*INFORMATION SUPPLIED*.

★ ★ ★ ★

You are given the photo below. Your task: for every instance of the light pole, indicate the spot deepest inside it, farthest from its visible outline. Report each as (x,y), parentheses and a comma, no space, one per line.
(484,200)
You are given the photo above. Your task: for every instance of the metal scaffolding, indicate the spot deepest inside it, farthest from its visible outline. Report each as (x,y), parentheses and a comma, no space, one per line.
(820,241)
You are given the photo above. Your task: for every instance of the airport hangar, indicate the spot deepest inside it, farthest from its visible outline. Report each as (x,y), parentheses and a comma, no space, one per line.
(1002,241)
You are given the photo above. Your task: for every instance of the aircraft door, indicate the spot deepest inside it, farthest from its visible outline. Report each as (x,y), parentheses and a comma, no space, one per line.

★ ★ ★ ★

*TASK TO CARRY OUT*. Set down every line of the material above again, word for word and in the same order.

*IN RESPONSE*.
You are given the photo below. Your task: for every instance of the light pole, indicate the spot deepest inside it, farthest from its visible outline. Report each as (x,y), parentheses and a comma, no space, one per line.
(484,200)
You are given the photo above. Your task: for every instance of the metal scaffolding, indicate the spot deepest inside it, farthest from its visible outline. Report each as (x,y), parentheses and a comma, no space, one per line.
(820,241)
You are given the photo above. Your task: for every instance of the airport hangar, indicate the spot deepest inside it, farthest from its visible outline. Report each as (x,y), parentheses and a comma, no space, one per line.
(1002,241)
You are given the photo above. Your task: for every instance of the aircraft door, indicate the spot deepest inside it, farthest from its visible outline. Report each as (x,y), parentheses and a comma, no space, one per line.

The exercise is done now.